> **ASSIGNMENT**: Copy exactly, and only, the lines that start at the line containing "Target: grassy shoreline" and end at the last line of the material below.

> **DATA RECORDS**:
++++++++++++++++++++

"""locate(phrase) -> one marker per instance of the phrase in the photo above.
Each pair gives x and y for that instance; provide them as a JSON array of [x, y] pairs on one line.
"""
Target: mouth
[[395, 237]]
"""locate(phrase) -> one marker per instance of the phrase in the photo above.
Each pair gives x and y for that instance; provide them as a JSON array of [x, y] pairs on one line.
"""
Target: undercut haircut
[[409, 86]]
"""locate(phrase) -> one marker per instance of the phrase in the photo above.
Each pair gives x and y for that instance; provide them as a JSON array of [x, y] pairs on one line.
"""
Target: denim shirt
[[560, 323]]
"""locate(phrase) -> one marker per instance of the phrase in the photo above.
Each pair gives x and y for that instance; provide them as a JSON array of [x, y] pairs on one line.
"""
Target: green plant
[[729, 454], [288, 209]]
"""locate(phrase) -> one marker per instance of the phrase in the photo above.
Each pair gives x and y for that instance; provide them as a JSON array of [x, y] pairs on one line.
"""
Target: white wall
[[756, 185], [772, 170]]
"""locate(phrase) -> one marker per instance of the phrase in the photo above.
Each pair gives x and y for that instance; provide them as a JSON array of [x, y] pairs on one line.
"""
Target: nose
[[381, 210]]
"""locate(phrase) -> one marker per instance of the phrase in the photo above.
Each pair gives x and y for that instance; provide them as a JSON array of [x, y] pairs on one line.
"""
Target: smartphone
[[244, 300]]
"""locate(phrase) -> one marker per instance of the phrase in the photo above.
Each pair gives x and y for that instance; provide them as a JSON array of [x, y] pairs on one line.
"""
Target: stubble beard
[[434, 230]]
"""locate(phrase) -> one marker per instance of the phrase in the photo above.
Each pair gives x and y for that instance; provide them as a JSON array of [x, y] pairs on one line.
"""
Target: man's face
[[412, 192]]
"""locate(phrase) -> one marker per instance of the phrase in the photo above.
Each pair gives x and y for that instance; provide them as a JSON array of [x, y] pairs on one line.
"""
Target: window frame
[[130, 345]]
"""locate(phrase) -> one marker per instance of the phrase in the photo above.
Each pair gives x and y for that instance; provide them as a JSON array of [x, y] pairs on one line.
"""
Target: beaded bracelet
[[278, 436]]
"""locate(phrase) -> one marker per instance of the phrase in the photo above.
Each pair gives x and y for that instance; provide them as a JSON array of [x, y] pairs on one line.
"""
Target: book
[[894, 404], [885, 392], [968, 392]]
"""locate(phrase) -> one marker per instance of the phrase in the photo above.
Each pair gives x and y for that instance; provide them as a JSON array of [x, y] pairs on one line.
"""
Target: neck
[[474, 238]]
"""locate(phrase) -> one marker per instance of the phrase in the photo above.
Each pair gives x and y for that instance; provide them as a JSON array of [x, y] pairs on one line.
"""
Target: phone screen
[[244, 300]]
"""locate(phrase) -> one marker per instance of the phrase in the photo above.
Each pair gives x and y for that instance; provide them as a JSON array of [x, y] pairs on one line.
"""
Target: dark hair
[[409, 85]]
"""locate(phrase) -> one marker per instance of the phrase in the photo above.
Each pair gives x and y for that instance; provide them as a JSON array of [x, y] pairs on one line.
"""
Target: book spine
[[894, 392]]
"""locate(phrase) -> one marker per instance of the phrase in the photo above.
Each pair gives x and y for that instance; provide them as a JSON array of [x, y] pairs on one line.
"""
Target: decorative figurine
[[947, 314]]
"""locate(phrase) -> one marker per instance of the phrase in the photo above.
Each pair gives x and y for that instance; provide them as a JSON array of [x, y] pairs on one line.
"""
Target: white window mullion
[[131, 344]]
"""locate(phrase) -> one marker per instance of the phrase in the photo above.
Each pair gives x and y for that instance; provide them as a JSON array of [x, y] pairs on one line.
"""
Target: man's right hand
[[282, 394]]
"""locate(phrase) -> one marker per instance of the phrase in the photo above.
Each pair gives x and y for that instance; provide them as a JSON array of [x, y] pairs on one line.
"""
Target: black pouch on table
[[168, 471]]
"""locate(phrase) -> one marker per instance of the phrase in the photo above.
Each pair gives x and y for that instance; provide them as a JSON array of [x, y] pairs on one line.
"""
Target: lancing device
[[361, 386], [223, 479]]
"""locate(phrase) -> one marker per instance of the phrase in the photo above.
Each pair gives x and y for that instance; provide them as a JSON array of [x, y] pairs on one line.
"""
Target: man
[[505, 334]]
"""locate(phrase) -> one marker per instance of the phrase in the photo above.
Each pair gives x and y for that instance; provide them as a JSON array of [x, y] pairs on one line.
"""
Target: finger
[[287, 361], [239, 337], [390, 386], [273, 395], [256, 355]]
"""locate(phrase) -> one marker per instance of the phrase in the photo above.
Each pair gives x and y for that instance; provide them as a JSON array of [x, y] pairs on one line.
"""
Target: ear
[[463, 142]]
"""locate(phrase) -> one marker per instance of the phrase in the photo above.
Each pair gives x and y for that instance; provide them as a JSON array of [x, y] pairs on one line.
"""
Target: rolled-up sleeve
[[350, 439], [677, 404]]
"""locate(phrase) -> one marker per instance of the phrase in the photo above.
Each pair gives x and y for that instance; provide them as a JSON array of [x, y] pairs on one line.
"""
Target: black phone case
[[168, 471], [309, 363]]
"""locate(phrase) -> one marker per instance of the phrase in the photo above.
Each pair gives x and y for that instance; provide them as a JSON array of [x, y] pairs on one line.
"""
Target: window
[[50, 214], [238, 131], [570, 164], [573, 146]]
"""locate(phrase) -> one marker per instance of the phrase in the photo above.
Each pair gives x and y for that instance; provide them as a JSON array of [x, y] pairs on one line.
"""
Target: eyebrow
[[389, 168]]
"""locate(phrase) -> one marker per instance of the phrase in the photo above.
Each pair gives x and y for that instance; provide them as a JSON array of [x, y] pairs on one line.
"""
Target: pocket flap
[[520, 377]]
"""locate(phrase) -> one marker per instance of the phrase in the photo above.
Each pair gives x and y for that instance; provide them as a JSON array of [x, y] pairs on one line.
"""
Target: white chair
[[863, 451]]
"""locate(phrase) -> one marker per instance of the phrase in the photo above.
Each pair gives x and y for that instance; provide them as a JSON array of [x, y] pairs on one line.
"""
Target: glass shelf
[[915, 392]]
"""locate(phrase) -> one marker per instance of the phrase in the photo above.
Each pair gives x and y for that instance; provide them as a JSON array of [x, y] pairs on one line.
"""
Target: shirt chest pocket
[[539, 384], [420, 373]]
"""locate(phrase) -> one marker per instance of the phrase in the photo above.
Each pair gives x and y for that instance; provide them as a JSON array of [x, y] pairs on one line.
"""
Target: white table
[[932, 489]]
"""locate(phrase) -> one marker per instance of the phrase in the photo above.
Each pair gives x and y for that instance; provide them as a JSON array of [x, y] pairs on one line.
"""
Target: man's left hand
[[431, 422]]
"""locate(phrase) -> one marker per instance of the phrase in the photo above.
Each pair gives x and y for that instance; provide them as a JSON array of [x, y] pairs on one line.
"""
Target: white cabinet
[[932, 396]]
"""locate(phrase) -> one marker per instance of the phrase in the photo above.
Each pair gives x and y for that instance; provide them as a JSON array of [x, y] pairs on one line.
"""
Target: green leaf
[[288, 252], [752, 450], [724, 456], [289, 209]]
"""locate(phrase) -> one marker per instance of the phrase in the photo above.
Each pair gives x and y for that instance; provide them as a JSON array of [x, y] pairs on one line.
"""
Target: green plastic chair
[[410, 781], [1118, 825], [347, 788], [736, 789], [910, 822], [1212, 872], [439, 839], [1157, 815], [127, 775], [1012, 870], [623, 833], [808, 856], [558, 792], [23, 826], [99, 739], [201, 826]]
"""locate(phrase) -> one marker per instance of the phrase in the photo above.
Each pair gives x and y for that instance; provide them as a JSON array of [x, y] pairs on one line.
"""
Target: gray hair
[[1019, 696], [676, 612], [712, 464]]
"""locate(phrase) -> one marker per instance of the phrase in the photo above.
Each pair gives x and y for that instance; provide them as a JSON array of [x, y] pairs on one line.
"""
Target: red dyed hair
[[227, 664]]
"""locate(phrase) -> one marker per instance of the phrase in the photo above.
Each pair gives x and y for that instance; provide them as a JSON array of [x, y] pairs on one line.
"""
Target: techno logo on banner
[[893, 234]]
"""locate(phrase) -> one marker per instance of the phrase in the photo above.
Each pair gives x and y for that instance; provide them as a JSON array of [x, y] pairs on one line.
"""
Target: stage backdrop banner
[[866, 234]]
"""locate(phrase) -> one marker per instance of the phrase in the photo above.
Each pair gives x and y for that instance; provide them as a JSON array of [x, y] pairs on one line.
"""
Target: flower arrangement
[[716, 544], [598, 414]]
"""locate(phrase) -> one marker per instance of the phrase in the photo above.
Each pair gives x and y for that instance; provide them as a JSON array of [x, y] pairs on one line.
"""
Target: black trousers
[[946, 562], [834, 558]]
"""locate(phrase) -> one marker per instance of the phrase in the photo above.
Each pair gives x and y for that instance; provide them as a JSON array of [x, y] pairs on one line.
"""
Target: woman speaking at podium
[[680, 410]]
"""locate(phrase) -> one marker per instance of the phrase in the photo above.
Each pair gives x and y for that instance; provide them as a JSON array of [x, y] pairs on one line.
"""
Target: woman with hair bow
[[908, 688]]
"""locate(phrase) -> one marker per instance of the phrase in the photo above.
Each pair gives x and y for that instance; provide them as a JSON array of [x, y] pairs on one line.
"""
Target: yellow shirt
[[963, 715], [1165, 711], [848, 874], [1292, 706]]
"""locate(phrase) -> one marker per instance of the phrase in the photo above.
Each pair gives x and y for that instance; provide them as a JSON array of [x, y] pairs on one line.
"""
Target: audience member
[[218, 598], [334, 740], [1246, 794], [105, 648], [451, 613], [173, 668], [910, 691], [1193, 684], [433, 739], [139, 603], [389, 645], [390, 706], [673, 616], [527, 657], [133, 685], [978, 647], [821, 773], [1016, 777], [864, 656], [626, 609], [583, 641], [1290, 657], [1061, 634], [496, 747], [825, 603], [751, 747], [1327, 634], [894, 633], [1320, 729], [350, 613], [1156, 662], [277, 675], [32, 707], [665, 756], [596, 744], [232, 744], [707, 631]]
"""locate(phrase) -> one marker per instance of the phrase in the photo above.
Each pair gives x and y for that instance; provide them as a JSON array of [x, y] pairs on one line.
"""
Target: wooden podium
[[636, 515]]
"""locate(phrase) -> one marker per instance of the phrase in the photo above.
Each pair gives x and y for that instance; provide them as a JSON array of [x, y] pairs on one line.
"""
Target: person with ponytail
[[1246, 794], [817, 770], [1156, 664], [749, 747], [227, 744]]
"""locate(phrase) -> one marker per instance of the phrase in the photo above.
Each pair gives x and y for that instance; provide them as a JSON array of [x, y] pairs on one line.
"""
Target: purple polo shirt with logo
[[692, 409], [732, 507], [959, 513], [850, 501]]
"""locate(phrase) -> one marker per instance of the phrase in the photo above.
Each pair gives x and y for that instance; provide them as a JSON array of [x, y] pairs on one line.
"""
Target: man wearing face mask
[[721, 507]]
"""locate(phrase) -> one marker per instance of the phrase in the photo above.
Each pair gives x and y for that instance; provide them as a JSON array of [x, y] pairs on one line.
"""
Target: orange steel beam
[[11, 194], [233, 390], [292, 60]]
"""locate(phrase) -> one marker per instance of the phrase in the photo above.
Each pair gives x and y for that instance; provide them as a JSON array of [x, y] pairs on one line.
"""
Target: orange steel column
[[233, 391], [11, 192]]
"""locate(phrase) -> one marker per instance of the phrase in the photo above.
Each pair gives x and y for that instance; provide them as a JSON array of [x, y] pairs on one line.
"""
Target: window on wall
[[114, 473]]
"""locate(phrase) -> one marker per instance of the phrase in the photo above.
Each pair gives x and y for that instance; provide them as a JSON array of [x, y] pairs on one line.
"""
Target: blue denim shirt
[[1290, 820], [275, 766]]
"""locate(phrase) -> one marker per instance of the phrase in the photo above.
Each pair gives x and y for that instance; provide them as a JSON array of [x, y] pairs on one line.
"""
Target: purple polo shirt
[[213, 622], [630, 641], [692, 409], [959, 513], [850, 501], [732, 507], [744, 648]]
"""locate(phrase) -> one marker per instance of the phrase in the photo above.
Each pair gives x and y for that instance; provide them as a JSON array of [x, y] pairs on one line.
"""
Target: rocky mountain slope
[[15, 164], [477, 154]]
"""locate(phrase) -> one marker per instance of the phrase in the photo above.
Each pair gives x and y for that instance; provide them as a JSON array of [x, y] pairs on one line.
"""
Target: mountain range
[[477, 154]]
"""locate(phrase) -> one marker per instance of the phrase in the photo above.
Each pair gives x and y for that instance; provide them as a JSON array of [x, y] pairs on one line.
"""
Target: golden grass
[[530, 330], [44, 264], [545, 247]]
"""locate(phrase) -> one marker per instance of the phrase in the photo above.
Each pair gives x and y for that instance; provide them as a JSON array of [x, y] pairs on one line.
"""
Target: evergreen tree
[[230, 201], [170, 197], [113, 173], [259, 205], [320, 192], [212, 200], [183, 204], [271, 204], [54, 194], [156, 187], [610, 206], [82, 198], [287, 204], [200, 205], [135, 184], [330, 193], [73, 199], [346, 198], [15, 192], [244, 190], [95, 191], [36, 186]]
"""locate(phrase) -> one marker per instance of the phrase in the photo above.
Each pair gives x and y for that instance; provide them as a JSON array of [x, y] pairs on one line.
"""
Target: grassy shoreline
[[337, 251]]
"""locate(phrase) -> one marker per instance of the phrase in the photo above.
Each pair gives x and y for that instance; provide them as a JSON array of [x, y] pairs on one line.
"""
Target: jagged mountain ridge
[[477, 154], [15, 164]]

++++++++++++++++++++

> **EXPECTED OUTPUT**:
Target: grassy shoreline
[[337, 251]]
"""locate(phrase) -> one marker per instance of the phrase in the photo above.
Each pair gives x and y for that instance; provide them as a JSON array of [x, y] pairs on one line.
"""
Target: jagged mountain ridge
[[477, 154], [15, 164]]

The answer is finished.